* **TEXT PROVIDED**
____

One key component of the Housing Crash that has a distinct personal and ethical angle is the concept of the Strategic Default. I don't want to fill this post with a bunch of background, so I'll summarize quickly and leave you with a link for more detail (or just Google it):

http://online.wsj.com/article/SB126040517376983621.html

The summary is this. A buyer "buys" a home using a home loan from a bank. The house and the local market then depreciates to the point where a) the house is worth far less than the remaining balance on the loan; b ) the house's price has dropped to a level where it is "obvious" that the price will "never" recover in the buyer's lifetime; c) because of the market downturn and a bubble-finance-driven disparity in the price-to-rent ratio, the rent for a comparable house is far cheaper (sometime multiples cheaper) than the mortgage payment for the underwater house.

(This, by the way, is a situation that Credit Suisse predicts will happen to about 6.5 million homes in the US and many estimate that it might be as high as 30% of all US homes within the next two years. It is not a small or peculiar situation. It's mainstream).

____

* **DATA ENTRIES**
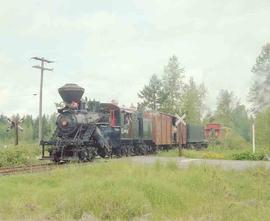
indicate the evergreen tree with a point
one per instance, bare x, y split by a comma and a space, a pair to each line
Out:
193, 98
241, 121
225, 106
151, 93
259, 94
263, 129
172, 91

____

* **EXERCISE DESCRIPTION**
Copy out the passage on strategic default above, word for word and in full.

* **WRITTEN RESPONSE**
One key component of the Housing Crash that has a distinct personal and ethical angle is the concept of the Strategic Default. I don't want to fill this post with a bunch of background, so I'll summarize quickly and leave you with a link for more detail (or just Google it):

http://online.wsj.com/article/SB126040517376983621.html

The summary is this. A buyer "buys" a home using a home loan from a bank. The house and the local market then depreciates to the point where a) the house is worth far less than the remaining balance on the loan; b ) the house's price has dropped to a level where it is "obvious" that the price will "never" recover in the buyer's lifetime; c) because of the market downturn and a bubble-finance-driven disparity in the price-to-rent ratio, the rent for a comparable house is far cheaper (sometime multiples cheaper) than the mortgage payment for the underwater house.

(This, by the way, is a situation that Credit Suisse predicts will happen to about 6.5 million homes in the US and many estimate that it might be as high as 30% of all US homes within the next two years. It is not a small or peculiar situation. It's mainstream).